◆ Provided text ◆
Leah Feiger: He received political advice from Epstein. Epstein said that he wished he’d helped Peter Thiel with the Gawker suit.

Brian Barrett: Yeah. I think as much as anyone else in there, Thiel seemed interested in taking a meeting, having lunch. At one point they go to Signal, which is where encrypted chats happen. At one point, Peter Thiel’s assistant sent over Thiel’s dietary restrictions list, which is quite expansive.

Leah Feiger: It’s an incredible, incredible list. We have another article on WIRED.com. Everyone to go check that one out. I think the thing that gets me in so many ways, when I was looking through your story and all of the other excellent reporting on this drop, these are still people that have such an impact on our day-to-day life and day-to-day political life in the US and day-to-day tech life. Peter Thiel, cofounder of Palantir and eyes straight into Vice President Vance’s office for all that we’ve been told. This is someone who decided that it was clearly and not just OK, but beneficial to be having these associations. And again, we don’t know exactly what he knew or what all of these people knew at the time, but reading in between the lines, it’s a real … I guess what I’m saying is this isn’t an issue of just 2016, this is an issue of right now.

◆ Problem 1 ◆
Rewrite everything in the listing below, from the line containing "Question. The photograph above contains instances of the pearl" down to the end of the listing, as a JSON list of strings with one string per line and blank lines left out.

◆ Exercise material ◆
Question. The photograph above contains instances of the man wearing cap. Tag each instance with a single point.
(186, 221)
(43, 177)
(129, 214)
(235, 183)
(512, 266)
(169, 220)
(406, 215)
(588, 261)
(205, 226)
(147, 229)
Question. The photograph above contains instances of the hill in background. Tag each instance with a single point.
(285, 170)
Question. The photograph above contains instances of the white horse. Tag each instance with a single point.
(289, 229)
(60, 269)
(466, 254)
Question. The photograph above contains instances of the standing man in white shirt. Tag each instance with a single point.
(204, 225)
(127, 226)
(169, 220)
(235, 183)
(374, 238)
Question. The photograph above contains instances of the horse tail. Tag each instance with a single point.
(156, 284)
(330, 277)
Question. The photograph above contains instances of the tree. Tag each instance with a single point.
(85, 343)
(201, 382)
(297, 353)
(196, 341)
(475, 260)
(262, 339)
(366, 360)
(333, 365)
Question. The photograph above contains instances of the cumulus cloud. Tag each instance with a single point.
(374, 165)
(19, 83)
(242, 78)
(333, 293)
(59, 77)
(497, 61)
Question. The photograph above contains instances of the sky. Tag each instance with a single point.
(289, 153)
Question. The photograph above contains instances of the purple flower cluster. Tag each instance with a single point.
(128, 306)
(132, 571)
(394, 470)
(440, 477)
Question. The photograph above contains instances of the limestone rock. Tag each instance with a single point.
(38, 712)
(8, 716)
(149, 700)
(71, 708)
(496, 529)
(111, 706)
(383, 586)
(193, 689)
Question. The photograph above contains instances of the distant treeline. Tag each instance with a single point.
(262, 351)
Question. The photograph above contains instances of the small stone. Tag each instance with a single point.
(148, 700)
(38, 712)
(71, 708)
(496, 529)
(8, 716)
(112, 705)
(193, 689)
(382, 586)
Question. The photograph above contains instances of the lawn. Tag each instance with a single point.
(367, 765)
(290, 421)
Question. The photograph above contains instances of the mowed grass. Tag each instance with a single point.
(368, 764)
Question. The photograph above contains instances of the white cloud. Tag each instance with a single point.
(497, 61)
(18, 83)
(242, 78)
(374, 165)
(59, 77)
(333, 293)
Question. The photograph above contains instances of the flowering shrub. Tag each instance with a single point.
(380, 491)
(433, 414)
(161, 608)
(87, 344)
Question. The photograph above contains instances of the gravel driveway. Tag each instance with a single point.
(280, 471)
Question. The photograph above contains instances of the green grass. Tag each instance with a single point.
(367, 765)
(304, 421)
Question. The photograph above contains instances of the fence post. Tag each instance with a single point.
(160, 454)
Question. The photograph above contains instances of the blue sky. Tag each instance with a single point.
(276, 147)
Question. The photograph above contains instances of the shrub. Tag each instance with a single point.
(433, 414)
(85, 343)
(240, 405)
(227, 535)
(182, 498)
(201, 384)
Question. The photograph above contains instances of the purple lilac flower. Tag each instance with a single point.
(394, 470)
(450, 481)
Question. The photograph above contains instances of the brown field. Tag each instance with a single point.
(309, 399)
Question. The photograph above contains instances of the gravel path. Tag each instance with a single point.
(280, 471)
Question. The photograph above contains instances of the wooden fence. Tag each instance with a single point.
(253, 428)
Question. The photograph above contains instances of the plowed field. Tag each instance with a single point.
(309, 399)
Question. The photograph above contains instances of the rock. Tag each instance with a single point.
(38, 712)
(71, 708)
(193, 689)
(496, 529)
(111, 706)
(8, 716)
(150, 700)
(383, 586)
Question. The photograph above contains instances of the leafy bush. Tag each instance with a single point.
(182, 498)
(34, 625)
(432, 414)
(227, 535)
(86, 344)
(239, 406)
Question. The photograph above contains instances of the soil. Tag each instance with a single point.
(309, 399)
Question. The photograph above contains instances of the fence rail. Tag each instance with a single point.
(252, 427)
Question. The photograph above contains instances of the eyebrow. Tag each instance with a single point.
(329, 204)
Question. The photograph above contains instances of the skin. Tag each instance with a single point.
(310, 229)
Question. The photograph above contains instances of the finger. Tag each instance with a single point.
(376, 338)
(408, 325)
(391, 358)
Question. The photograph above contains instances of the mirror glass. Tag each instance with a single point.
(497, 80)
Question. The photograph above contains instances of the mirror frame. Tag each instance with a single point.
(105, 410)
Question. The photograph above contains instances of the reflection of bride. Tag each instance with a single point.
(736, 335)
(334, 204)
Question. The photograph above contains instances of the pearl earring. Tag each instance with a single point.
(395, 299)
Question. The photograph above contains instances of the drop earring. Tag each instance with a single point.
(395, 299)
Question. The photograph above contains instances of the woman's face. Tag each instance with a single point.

◆ Problem 2 ◆
In the transcript above, replace "lunch" with "dinner" and give everything from "Brian Barrett: Yeah." down to "is quite expansive." again with that change.

◆ Solution 1 ◆
[
  "Question. The photograph above contains instances of the pearl earring. Tag each instance with a single point.",
  "(395, 299)",
  "Question. The photograph above contains instances of the drop earring. Tag each instance with a single point.",
  "(395, 299)",
  "Question. The photograph above contains instances of the woman's face. Tag each instance with a single point."
]

◆ Solution 2 ◆
Brian Barrett: Yeah. I think as much as anyone else in there, Thiel seemed interested in taking a meeting, having dinner. At one point they go to Signal, which is where encrypted chats happen. At one point, Peter Thiel’s assistant sent over Thiel’s dietary restrictions list, which is quite expansive.